__Direction__. The data below must be copied in full and without any change.

Some records
━━━━

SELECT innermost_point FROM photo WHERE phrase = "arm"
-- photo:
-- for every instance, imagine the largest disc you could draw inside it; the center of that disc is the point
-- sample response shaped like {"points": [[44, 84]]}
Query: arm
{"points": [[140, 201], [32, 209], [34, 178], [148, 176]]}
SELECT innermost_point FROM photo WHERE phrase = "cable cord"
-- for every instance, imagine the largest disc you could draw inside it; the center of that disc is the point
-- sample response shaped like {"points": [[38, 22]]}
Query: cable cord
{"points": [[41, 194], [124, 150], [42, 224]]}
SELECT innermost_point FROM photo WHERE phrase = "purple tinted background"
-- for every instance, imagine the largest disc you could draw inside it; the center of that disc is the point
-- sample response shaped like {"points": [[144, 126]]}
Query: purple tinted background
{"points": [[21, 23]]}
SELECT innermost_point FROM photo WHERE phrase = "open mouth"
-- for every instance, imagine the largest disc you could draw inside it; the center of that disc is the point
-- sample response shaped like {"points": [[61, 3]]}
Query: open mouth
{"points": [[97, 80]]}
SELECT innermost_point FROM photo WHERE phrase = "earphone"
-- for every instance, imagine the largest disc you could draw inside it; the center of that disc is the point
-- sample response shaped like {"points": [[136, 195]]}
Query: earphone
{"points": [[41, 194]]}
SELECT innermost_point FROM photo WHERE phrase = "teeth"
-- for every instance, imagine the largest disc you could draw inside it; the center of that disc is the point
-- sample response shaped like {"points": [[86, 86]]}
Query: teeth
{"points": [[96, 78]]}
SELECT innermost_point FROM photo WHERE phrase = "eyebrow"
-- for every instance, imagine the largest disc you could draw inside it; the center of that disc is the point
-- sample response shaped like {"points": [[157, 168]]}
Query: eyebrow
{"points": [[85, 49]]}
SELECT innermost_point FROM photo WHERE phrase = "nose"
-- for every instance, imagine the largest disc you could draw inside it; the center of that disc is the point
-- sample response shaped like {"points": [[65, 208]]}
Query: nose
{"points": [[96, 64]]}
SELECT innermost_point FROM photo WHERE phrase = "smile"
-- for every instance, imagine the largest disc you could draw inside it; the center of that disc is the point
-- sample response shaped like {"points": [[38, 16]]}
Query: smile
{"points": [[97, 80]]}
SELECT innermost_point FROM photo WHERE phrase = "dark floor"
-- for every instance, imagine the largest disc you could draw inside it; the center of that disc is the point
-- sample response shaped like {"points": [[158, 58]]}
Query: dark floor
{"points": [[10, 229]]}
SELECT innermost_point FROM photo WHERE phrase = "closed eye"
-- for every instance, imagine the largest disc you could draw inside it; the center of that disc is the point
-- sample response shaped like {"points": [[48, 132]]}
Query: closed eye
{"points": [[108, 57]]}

━━━━

__Written solution__.
SELECT innermost_point FROM photo WHERE phrase = "arm"
-- photo:
-- for every instance, imagine the largest disc you could draw inside it; the center of that disc is the point
-- sample response shaped like {"points": [[44, 84]]}
Query: arm
{"points": [[140, 201], [32, 209], [34, 178], [148, 176]]}
SELECT innermost_point FROM photo WHERE phrase = "cable cord"
-- for every instance, imagine the largest disc you could draw inside it; the center of that disc is the point
-- sample response shaped like {"points": [[38, 22]]}
Query: cable cord
{"points": [[41, 194], [124, 150], [42, 224]]}
SELECT innermost_point FROM photo WHERE phrase = "purple tinted background"
-- for every instance, imagine the largest disc you could draw inside it; the center of that disc is the point
-- sample response shaped like {"points": [[144, 126]]}
Query: purple tinted background
{"points": [[21, 23]]}
SELECT innermost_point FROM photo WHERE phrase = "open mouth"
-- for every instance, imagine the largest disc you could draw inside it; the center of that disc is the point
-- sample response shaped like {"points": [[61, 3]]}
Query: open mouth
{"points": [[97, 80]]}
SELECT innermost_point FROM photo WHERE phrase = "earphone"
-- for every instance, imagine the largest disc you could draw inside it; the center of that disc is the point
-- sample response shaped like {"points": [[136, 195]]}
Query: earphone
{"points": [[41, 194]]}
SELECT innermost_point FROM photo WHERE phrase = "teeth"
-- for every instance, imagine the largest disc you could draw inside it; the center of that disc is the point
-- sample response shaped like {"points": [[86, 86]]}
Query: teeth
{"points": [[96, 78]]}
SELECT innermost_point FROM photo WHERE phrase = "eyebrow"
-- for every instance, imagine the largest disc you could draw inside it; the center of that disc is the point
-- sample response shaped like {"points": [[157, 168]]}
Query: eyebrow
{"points": [[85, 49]]}
SELECT innermost_point FROM photo WHERE phrase = "nose"
-- for every instance, imagine the largest disc you could draw inside it; the center of that disc is the point
-- sample response shaped like {"points": [[65, 208]]}
Query: nose
{"points": [[96, 64]]}
SELECT innermost_point FROM photo WHERE phrase = "smile"
-- for every instance, imagine the largest disc you could draw inside it; the center of that disc is the point
-- sample response shaped like {"points": [[38, 16]]}
Query: smile
{"points": [[97, 80]]}
SELECT innermost_point FROM photo WHERE phrase = "dark floor"
-- for every instance, imagine the largest disc you could draw inside it; the center of that disc is the point
-- sample response shaped like {"points": [[158, 58]]}
Query: dark floor
{"points": [[10, 229]]}
SELECT innermost_point FROM photo WHERE phrase = "closed eye"
-- for every instance, imagine the largest disc you could draw inside it; the center of that disc is the point
-- sample response shaped like {"points": [[48, 132]]}
Query: closed eye
{"points": [[108, 57]]}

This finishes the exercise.